- [EXERCISE DIRECTIONS]
How many lines in the rows below contain the word "rocky"? Reply with the number only.

- [SOURCE RECORDS]

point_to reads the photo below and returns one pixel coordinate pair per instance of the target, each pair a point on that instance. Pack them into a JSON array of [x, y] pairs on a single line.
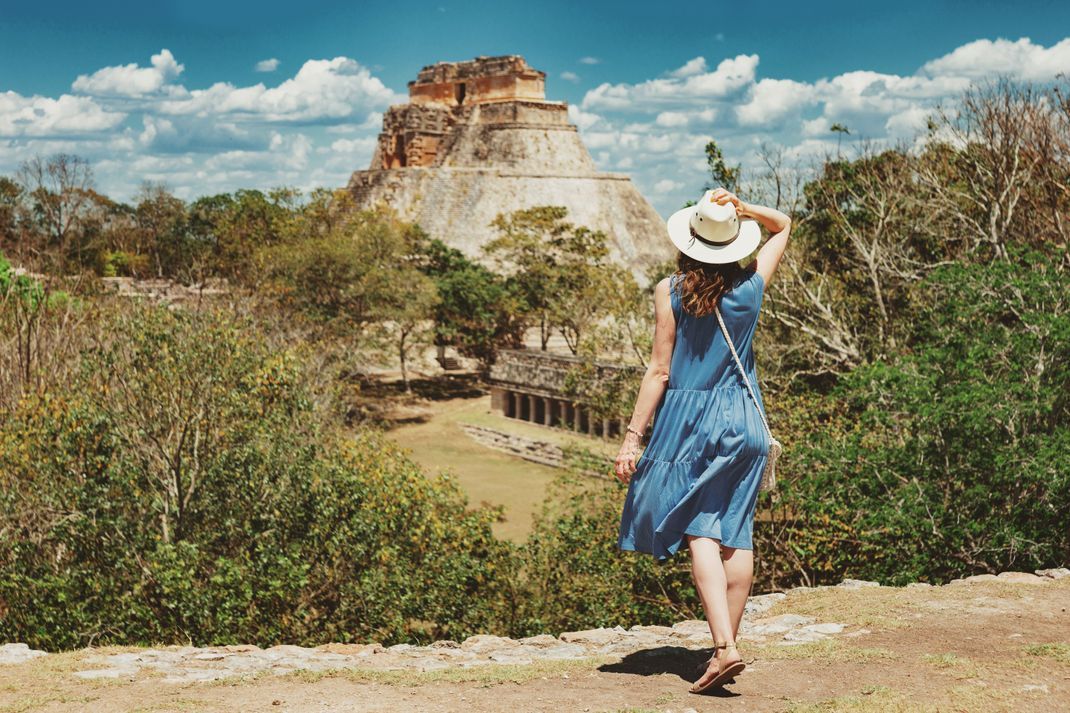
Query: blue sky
[[171, 92]]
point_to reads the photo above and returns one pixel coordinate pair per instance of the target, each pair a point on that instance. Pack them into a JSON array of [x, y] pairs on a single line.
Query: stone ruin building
[[478, 138], [528, 384]]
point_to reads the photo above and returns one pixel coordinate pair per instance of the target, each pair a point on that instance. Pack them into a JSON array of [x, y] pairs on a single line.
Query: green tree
[[478, 308]]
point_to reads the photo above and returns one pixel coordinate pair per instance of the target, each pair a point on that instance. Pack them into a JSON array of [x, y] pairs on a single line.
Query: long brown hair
[[701, 285]]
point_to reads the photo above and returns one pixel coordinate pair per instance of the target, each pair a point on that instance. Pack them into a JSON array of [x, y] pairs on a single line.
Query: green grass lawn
[[488, 475]]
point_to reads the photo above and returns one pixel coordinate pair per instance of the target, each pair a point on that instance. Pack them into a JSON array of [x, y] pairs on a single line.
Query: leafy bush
[[956, 457], [183, 489]]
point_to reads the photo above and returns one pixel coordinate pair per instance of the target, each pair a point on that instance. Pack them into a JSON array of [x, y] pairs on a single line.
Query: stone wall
[[529, 384]]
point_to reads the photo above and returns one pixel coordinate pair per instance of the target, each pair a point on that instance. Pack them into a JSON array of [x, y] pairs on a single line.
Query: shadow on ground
[[674, 661]]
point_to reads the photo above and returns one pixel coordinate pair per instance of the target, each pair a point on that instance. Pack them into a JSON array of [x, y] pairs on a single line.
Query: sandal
[[725, 673], [701, 667]]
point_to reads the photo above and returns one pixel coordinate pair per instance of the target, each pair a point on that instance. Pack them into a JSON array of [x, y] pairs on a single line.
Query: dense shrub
[[953, 457], [182, 488]]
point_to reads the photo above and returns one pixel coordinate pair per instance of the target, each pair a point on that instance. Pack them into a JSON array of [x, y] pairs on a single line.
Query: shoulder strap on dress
[[743, 372]]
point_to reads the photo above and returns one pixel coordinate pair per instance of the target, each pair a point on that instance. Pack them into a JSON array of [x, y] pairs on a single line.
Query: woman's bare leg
[[712, 582], [739, 573]]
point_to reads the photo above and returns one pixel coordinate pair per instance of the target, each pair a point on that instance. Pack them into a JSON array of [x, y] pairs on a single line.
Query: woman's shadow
[[675, 661]]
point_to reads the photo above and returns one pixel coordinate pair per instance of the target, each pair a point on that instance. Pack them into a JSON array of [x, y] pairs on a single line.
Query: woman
[[698, 480]]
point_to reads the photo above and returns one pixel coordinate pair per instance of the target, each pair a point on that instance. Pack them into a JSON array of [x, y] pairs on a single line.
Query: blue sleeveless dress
[[703, 464]]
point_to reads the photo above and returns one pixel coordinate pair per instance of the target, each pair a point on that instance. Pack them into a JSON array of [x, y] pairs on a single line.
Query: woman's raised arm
[[772, 220], [655, 381]]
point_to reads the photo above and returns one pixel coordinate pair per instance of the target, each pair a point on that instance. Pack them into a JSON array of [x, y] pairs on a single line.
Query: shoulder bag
[[769, 474]]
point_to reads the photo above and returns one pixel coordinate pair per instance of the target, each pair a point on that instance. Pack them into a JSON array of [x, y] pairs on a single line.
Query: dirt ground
[[991, 646]]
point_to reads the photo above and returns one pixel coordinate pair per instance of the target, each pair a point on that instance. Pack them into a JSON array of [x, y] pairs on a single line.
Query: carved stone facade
[[529, 384], [478, 138]]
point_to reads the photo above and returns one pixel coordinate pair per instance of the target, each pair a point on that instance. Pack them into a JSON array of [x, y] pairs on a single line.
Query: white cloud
[[989, 57], [318, 125], [46, 117], [131, 79], [772, 100], [691, 67], [673, 119], [667, 185], [321, 90], [730, 76], [581, 118]]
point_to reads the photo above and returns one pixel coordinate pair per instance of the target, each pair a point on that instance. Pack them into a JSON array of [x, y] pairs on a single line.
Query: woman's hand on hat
[[722, 196]]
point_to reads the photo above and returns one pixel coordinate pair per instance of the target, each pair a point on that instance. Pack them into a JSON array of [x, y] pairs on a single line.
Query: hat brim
[[679, 233]]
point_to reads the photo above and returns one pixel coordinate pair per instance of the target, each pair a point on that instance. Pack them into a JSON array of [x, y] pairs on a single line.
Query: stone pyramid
[[478, 138]]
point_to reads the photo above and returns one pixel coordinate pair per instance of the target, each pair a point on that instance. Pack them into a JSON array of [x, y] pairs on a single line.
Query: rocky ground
[[982, 643]]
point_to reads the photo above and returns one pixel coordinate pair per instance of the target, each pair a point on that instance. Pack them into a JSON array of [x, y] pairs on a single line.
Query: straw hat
[[713, 232]]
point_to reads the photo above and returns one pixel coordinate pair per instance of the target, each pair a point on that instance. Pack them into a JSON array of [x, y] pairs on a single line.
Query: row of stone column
[[562, 413]]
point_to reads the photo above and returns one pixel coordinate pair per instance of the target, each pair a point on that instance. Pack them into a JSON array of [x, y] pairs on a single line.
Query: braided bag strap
[[743, 372]]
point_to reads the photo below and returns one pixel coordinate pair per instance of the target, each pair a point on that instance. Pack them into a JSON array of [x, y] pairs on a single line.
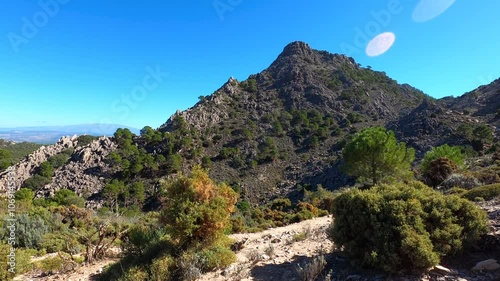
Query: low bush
[[403, 227], [487, 192], [461, 181], [439, 170]]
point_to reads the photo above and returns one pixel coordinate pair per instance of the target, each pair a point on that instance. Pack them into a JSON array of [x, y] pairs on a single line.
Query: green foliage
[[161, 269], [5, 159], [487, 192], [404, 226], [66, 197], [375, 154], [174, 163], [22, 261], [24, 194], [46, 170], [482, 135], [30, 230], [453, 153], [35, 182], [84, 140], [216, 257], [196, 208], [321, 198], [439, 170]]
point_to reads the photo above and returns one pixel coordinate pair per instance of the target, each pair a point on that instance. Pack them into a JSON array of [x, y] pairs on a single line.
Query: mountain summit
[[283, 129]]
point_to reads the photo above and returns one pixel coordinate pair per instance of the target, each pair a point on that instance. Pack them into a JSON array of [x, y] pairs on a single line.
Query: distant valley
[[50, 134]]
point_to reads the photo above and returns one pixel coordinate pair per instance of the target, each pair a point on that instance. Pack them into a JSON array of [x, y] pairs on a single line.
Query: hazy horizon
[[136, 63]]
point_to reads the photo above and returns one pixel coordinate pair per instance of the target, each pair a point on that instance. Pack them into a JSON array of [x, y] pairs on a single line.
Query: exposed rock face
[[25, 169], [86, 171]]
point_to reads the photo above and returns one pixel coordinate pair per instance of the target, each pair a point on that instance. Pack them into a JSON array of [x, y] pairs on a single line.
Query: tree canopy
[[375, 154]]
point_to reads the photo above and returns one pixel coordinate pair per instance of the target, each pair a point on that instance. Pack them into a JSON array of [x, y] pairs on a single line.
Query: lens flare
[[380, 44]]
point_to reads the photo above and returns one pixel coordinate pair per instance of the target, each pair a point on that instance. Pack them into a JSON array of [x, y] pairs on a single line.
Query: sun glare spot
[[380, 44]]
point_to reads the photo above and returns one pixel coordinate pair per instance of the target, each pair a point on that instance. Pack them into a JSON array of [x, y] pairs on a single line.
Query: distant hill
[[50, 134], [278, 132]]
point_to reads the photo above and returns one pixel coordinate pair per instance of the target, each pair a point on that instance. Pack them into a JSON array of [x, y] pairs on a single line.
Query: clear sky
[[136, 62]]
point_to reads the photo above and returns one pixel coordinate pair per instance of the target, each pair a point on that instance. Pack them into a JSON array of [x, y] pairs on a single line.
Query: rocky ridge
[[26, 168], [85, 172]]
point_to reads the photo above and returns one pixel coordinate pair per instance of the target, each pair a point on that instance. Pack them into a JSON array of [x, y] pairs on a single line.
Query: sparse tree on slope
[[375, 154]]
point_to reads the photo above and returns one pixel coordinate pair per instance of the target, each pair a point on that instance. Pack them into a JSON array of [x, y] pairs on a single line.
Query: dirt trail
[[275, 253]]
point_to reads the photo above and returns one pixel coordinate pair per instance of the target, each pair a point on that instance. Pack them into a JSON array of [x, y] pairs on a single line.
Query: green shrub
[[161, 268], [453, 153], [439, 170], [216, 257], [135, 274], [50, 265], [30, 230], [487, 192], [66, 197], [22, 261], [24, 194], [197, 209], [403, 226]]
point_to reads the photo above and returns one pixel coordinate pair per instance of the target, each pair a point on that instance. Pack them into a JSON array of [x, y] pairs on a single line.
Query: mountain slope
[[286, 125], [283, 129]]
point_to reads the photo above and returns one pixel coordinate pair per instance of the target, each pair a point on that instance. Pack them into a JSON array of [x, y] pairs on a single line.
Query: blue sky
[[136, 62]]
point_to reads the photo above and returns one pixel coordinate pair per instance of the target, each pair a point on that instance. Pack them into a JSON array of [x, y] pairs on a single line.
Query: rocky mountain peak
[[297, 48]]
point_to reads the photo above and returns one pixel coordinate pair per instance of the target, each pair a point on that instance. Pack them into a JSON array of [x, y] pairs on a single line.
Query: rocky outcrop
[[26, 168], [86, 171]]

- [FULL ANSWER]
4